- [What is being asked]: The expected answer is the set of lines in the data below between the line holding "task | put one marker on every instance of the chrome" and the line holding "target | vehicle shadow", inclusive, written out exactly.

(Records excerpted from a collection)
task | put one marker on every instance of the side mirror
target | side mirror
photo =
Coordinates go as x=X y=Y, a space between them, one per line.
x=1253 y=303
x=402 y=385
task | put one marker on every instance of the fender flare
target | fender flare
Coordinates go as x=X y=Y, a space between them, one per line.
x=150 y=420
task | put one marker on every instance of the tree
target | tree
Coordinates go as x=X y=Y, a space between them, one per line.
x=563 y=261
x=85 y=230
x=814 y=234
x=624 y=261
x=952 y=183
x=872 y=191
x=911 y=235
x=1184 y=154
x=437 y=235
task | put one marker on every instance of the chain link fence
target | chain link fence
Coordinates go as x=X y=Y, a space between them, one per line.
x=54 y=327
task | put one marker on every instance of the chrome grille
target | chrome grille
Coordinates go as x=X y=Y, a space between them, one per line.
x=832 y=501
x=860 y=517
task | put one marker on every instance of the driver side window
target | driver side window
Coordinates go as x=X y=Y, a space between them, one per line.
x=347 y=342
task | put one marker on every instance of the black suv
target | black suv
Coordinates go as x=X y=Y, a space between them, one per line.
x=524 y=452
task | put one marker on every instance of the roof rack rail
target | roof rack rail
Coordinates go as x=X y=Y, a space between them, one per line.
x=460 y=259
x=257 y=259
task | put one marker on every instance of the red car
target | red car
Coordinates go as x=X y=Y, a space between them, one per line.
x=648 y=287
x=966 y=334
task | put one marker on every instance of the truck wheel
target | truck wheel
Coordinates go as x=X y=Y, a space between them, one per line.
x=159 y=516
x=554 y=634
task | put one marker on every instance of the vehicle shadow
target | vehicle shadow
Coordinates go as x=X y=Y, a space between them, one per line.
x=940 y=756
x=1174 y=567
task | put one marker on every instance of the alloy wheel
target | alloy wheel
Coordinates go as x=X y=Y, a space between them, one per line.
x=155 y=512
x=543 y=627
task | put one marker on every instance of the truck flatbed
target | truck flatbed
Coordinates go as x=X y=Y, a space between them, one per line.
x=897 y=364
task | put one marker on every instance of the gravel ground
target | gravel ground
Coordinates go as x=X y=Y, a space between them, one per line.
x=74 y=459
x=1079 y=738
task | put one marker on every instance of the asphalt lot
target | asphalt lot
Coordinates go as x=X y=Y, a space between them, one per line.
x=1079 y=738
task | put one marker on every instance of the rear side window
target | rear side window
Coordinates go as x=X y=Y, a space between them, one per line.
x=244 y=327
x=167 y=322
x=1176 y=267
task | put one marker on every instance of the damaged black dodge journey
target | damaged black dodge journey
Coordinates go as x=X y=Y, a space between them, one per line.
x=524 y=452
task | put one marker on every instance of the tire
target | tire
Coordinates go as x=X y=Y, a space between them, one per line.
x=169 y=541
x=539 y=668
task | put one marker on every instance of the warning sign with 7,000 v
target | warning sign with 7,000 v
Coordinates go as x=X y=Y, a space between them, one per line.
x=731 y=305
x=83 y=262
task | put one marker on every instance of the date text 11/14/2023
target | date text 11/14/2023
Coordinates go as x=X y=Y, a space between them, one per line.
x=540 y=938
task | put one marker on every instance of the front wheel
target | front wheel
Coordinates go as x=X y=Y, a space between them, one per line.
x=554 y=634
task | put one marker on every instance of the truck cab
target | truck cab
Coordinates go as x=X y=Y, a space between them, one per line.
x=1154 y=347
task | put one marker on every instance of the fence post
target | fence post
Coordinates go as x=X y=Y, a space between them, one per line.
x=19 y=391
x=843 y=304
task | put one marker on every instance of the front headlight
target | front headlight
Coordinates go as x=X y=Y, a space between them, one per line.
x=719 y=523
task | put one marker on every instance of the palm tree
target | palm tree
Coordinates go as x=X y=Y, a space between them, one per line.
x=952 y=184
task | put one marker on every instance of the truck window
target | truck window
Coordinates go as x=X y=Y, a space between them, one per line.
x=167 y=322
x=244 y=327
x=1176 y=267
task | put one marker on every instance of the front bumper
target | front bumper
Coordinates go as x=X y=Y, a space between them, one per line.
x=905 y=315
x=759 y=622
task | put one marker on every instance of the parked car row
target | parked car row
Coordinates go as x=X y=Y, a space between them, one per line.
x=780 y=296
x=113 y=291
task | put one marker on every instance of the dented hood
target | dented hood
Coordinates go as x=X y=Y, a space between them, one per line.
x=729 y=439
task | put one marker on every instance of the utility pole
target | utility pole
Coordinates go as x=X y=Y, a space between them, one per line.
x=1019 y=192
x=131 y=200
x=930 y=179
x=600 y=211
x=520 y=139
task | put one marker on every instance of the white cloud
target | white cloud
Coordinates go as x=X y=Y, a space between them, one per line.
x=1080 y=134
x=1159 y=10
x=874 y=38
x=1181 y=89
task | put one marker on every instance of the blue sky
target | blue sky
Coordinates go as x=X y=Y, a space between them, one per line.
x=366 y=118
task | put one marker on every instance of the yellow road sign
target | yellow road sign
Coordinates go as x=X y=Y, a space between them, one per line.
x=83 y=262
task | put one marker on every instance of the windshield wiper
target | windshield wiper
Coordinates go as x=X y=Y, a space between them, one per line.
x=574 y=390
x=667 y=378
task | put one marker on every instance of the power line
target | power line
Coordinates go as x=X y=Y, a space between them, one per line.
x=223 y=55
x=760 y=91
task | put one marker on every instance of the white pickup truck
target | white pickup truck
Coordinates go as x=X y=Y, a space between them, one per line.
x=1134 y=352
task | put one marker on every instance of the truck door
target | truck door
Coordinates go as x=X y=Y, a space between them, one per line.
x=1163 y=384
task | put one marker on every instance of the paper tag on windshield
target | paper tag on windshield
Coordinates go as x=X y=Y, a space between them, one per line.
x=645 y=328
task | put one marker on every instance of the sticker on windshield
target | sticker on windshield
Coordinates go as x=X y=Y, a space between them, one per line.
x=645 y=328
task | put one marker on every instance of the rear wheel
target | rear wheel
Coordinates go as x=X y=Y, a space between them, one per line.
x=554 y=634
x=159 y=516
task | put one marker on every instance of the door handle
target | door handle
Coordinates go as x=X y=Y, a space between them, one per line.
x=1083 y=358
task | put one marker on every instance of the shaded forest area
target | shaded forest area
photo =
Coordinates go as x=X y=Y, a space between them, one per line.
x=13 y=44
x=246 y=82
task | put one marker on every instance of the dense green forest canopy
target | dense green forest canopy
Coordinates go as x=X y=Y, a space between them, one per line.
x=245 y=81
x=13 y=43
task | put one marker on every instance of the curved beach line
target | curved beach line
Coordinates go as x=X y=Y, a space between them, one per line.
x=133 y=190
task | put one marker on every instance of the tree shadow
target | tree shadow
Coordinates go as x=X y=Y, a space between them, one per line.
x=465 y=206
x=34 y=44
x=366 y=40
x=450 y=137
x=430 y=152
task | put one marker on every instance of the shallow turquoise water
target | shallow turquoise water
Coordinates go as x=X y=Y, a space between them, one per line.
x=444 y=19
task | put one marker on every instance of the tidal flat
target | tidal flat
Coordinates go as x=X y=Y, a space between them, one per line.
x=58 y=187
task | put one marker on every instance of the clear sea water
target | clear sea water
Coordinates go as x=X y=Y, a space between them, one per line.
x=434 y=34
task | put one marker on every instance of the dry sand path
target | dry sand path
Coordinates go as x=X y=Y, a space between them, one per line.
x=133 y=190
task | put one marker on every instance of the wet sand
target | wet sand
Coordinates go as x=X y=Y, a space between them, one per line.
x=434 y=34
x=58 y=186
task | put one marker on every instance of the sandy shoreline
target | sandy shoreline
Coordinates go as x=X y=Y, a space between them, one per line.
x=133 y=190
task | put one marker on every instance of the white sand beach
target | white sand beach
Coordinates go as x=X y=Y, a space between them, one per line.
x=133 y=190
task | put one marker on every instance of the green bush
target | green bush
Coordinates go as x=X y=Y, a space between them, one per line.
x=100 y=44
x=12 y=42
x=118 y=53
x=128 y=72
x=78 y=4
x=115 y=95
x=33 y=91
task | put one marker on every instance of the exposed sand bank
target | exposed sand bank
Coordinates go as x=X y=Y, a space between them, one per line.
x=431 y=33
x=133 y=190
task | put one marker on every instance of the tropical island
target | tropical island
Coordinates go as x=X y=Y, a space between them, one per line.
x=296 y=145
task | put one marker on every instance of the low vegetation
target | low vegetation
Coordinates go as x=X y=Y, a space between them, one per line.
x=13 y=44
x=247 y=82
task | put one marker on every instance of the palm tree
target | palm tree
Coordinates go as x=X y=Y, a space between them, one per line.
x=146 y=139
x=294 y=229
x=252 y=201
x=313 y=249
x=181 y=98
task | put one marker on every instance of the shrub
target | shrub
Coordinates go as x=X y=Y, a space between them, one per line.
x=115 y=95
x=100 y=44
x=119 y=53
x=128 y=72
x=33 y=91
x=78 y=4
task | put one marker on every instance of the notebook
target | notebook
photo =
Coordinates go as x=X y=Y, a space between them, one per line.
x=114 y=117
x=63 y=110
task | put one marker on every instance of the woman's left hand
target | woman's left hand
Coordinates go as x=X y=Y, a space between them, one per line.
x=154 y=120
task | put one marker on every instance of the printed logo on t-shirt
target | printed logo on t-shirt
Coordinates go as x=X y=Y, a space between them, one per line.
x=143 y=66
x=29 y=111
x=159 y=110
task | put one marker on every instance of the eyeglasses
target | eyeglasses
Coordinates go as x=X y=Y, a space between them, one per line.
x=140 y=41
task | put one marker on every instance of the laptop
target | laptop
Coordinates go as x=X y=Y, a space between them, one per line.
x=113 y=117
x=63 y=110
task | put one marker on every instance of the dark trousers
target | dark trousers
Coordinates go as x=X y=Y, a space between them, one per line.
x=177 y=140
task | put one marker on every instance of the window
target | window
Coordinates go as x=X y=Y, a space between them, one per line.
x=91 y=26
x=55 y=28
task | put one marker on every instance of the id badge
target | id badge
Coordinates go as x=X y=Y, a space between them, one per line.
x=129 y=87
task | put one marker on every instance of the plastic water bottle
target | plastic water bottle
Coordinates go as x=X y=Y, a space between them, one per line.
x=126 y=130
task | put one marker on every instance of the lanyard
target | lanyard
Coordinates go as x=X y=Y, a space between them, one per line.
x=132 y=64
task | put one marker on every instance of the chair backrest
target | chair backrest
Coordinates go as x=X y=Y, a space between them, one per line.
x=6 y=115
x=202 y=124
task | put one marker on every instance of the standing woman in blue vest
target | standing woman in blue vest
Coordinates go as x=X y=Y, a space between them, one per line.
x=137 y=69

- [Answer section]:
task | put one marker on every instance of the chrome grille
target | chrome grille
Coordinates go as x=X y=Y, a space between them, one per line.
x=832 y=501
x=860 y=517
task | put one marker on every instance of the driver side window
target | driver side window
Coordinates go as x=X y=Y, a space between them, one per line.
x=347 y=342
task | put one marker on every instance of the black suv
target | black suv
Coordinates go as x=X y=Y, a space between them, one per line.
x=524 y=452
task | put one marker on every instance of the roof rack rail
target | roof rack rail
Coordinates go as x=X y=Y, a space between them, one per line.
x=460 y=259
x=257 y=259
task | put one marker on every instance of the red car
target | red car
Coordinates go as x=X y=Y, a space between them, one per line.
x=648 y=287
x=966 y=334
task | put one marker on every instance of the truck wheel
target | truck wheel
Coordinates go as x=X y=Y, a space between them, one per line.
x=159 y=516
x=554 y=634
task | put one marker on every instance of the vehicle shadow
target | vehicle shadow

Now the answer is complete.